- **What is asked**: Rewrite the rows from the one containing "[point] every instance of the nose" through the final row, inclusive, with "gray beard" changed to "white beard" and every other part left unchanged.
********************
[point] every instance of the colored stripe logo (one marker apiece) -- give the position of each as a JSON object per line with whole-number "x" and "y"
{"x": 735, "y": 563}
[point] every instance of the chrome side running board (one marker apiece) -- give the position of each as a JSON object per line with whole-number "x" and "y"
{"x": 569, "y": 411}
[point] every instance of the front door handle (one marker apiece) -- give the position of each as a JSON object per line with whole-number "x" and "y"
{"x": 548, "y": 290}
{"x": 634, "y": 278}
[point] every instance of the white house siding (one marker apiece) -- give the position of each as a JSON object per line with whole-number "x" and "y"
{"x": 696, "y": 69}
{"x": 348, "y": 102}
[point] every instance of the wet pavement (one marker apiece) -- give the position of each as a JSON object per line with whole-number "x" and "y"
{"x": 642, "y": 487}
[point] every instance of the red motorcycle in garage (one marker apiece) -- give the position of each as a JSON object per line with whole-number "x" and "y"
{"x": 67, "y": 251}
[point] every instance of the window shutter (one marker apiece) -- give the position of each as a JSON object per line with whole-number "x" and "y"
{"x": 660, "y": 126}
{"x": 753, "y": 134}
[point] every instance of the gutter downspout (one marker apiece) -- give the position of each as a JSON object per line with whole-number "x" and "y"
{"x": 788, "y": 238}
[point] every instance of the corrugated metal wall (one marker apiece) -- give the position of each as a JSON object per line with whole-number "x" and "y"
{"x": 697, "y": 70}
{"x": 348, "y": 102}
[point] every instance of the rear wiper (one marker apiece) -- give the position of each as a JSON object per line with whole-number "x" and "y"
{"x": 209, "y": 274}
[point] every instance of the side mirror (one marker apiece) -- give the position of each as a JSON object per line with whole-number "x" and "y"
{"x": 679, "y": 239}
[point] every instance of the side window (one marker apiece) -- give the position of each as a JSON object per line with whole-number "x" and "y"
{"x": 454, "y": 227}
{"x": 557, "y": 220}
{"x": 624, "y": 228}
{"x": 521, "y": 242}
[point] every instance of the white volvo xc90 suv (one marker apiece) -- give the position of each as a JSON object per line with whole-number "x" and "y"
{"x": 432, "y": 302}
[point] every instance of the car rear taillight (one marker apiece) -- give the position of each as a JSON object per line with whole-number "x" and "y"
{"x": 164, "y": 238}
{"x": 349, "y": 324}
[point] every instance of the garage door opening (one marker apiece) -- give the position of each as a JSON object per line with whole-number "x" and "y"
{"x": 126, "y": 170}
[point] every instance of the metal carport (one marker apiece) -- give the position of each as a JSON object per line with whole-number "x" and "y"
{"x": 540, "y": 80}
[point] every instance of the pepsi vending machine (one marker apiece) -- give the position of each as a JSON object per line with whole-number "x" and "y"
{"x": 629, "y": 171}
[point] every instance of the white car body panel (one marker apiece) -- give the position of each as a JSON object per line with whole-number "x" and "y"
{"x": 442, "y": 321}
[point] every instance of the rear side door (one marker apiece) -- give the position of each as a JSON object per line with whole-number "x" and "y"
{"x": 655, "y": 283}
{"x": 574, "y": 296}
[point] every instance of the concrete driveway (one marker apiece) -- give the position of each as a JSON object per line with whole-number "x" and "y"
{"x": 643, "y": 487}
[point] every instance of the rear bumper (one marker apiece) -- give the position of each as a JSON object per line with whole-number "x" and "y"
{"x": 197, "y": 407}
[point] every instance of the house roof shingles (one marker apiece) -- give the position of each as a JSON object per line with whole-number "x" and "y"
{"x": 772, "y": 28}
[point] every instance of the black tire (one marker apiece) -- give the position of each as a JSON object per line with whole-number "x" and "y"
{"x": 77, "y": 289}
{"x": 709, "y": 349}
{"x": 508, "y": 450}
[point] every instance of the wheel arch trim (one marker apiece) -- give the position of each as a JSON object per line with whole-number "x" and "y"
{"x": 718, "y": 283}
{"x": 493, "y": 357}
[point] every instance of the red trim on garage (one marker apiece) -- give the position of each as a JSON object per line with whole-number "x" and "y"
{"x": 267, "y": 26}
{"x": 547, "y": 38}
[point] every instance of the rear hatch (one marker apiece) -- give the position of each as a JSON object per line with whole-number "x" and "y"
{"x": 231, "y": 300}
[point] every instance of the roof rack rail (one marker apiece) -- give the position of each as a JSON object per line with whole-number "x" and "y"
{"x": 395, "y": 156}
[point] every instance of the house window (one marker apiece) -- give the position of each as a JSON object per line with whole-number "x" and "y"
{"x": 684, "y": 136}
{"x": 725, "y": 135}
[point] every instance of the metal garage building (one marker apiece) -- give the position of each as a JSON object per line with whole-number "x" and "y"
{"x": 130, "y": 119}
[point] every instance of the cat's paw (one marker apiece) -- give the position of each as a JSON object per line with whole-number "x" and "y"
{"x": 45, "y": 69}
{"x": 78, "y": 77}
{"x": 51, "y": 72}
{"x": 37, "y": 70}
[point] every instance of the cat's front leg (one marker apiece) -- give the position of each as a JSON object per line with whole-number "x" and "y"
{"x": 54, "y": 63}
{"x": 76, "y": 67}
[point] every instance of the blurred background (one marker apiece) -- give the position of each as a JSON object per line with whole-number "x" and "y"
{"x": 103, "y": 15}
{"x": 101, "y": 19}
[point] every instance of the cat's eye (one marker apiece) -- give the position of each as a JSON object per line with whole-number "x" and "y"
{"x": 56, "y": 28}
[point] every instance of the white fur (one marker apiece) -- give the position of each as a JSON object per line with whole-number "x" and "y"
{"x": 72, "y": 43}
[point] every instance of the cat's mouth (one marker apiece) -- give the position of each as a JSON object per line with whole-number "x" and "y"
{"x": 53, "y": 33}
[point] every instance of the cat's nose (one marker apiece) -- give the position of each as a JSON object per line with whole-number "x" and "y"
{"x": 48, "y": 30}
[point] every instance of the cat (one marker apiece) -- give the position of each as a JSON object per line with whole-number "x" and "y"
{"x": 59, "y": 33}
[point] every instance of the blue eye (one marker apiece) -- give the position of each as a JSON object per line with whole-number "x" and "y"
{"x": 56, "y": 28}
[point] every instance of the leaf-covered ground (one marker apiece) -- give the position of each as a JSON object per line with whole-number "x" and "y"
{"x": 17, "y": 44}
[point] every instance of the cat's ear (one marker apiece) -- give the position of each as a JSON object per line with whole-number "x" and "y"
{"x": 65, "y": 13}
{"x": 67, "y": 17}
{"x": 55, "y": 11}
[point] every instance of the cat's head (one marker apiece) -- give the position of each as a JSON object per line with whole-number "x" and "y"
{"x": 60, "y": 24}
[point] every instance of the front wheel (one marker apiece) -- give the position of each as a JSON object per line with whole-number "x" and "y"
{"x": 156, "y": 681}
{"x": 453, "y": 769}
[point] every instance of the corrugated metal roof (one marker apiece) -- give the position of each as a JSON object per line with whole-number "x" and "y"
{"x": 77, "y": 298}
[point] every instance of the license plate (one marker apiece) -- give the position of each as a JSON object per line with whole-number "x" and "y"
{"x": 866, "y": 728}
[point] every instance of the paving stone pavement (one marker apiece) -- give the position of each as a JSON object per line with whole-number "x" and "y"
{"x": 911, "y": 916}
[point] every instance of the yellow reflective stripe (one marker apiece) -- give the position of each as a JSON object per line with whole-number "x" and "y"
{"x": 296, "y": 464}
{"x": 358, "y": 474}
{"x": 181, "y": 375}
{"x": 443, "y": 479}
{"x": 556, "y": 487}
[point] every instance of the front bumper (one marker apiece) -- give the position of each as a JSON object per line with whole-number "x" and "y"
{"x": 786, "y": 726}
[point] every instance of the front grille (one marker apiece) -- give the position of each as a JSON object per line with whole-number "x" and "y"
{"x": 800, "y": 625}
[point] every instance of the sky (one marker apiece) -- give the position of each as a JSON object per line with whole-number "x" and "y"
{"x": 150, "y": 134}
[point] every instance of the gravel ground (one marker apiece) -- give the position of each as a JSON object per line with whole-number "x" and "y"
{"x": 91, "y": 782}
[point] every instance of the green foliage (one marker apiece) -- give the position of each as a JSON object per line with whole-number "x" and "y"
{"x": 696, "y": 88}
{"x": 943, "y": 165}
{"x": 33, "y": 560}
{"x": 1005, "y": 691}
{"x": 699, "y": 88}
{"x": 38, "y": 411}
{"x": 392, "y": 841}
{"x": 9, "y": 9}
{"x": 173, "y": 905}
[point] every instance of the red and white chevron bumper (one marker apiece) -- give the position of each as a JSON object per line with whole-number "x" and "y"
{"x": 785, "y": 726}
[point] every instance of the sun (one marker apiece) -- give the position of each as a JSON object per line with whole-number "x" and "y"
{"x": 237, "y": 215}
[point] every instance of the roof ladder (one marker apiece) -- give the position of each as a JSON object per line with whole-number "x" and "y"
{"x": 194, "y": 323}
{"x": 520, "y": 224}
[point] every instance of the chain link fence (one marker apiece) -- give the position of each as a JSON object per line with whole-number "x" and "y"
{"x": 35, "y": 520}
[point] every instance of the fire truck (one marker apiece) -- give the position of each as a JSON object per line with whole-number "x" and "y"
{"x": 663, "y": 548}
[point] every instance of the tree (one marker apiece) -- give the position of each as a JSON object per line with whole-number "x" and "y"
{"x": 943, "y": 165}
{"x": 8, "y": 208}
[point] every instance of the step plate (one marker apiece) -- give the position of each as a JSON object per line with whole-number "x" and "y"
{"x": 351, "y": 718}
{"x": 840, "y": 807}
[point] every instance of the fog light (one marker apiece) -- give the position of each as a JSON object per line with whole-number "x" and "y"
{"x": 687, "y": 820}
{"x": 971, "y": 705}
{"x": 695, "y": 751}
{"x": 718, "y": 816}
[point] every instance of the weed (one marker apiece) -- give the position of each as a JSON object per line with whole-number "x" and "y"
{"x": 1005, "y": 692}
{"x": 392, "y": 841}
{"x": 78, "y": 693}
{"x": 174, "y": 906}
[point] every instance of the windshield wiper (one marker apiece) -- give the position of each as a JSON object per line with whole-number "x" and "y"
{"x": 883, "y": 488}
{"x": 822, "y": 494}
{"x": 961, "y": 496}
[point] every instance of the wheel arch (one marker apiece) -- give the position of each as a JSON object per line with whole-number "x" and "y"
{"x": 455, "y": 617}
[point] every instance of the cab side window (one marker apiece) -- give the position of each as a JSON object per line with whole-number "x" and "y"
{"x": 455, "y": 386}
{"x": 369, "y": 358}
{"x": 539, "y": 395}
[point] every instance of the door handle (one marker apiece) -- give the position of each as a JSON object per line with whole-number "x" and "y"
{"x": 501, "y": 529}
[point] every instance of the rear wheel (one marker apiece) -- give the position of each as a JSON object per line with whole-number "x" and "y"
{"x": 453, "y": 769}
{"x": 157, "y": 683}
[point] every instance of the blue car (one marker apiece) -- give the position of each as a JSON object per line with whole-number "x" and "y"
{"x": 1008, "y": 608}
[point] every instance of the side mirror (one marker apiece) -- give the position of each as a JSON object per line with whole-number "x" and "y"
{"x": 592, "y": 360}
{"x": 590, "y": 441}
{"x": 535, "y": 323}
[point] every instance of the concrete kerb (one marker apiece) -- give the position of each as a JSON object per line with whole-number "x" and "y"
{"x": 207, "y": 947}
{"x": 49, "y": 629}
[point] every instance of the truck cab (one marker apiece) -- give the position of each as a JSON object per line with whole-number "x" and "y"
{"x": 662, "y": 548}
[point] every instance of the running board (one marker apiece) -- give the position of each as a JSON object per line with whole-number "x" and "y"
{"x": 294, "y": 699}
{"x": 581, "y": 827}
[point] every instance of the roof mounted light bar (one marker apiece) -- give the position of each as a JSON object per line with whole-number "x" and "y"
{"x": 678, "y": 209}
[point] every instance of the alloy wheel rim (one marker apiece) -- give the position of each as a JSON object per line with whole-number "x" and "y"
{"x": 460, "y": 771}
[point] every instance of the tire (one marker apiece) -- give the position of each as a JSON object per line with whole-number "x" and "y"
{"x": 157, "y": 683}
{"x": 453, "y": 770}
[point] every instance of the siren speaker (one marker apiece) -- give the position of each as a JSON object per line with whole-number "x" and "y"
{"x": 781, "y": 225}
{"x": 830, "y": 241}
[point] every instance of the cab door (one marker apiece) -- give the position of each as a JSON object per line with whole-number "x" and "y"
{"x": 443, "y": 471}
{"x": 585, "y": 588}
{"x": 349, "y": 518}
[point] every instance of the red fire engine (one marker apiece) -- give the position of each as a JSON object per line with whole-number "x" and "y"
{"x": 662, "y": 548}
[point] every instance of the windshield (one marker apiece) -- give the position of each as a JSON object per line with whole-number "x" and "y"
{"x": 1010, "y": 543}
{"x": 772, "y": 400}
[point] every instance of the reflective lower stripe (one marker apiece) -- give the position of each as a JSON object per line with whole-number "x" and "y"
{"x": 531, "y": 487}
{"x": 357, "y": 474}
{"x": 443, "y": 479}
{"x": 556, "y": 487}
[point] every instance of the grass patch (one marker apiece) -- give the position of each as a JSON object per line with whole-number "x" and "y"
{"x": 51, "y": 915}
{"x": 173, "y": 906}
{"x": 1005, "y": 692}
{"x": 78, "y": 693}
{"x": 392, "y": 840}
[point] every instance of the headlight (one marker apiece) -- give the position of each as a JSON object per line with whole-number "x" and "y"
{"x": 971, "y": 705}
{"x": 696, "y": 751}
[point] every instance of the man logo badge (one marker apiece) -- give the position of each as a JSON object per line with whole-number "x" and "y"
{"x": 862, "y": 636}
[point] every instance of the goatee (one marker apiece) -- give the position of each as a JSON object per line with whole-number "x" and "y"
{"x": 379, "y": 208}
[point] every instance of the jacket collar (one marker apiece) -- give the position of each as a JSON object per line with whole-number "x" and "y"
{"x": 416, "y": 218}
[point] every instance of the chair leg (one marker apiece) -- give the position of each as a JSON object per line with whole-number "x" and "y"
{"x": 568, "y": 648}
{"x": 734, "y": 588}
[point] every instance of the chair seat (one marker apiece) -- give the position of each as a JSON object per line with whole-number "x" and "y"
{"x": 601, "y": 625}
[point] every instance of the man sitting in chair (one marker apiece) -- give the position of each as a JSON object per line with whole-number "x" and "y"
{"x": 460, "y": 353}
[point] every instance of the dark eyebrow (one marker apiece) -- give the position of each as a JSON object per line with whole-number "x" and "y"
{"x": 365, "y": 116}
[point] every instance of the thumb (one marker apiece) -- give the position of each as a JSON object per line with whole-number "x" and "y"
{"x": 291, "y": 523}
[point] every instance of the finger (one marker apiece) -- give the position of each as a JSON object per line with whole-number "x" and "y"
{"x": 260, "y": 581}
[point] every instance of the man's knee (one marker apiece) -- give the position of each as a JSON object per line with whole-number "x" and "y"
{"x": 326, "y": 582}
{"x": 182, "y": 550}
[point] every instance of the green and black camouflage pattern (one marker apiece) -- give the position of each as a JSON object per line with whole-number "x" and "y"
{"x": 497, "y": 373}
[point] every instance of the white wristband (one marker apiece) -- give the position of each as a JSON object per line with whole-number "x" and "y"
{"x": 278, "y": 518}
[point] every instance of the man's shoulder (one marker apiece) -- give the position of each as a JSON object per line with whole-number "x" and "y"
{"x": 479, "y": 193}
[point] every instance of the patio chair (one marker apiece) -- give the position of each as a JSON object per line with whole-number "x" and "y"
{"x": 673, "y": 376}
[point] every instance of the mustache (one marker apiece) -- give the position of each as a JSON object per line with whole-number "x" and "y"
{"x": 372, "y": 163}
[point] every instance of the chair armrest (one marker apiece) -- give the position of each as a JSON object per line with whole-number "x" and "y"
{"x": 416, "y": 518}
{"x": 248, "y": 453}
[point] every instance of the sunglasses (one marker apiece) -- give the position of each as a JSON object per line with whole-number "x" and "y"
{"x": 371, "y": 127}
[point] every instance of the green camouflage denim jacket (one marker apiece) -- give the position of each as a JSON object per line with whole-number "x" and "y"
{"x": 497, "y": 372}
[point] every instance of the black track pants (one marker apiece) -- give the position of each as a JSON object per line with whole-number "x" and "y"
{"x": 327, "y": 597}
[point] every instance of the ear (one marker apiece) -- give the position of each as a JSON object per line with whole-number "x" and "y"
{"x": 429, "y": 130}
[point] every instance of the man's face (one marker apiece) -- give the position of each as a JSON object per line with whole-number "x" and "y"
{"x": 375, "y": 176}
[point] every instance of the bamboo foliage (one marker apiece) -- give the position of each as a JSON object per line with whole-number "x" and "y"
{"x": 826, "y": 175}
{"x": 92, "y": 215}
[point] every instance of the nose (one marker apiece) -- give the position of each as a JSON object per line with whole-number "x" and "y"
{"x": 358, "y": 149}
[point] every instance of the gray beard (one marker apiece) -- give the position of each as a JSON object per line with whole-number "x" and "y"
********************
- **Output for this exercise**:
[point] every instance of the nose (one marker apiece) -- give the position of each as a JSON object per line with whole-number "x" and "y"
{"x": 358, "y": 149}
[point] every instance of the white beard (one marker apiece) -- give the position of each as a JSON object per line with whole-number "x" and "y"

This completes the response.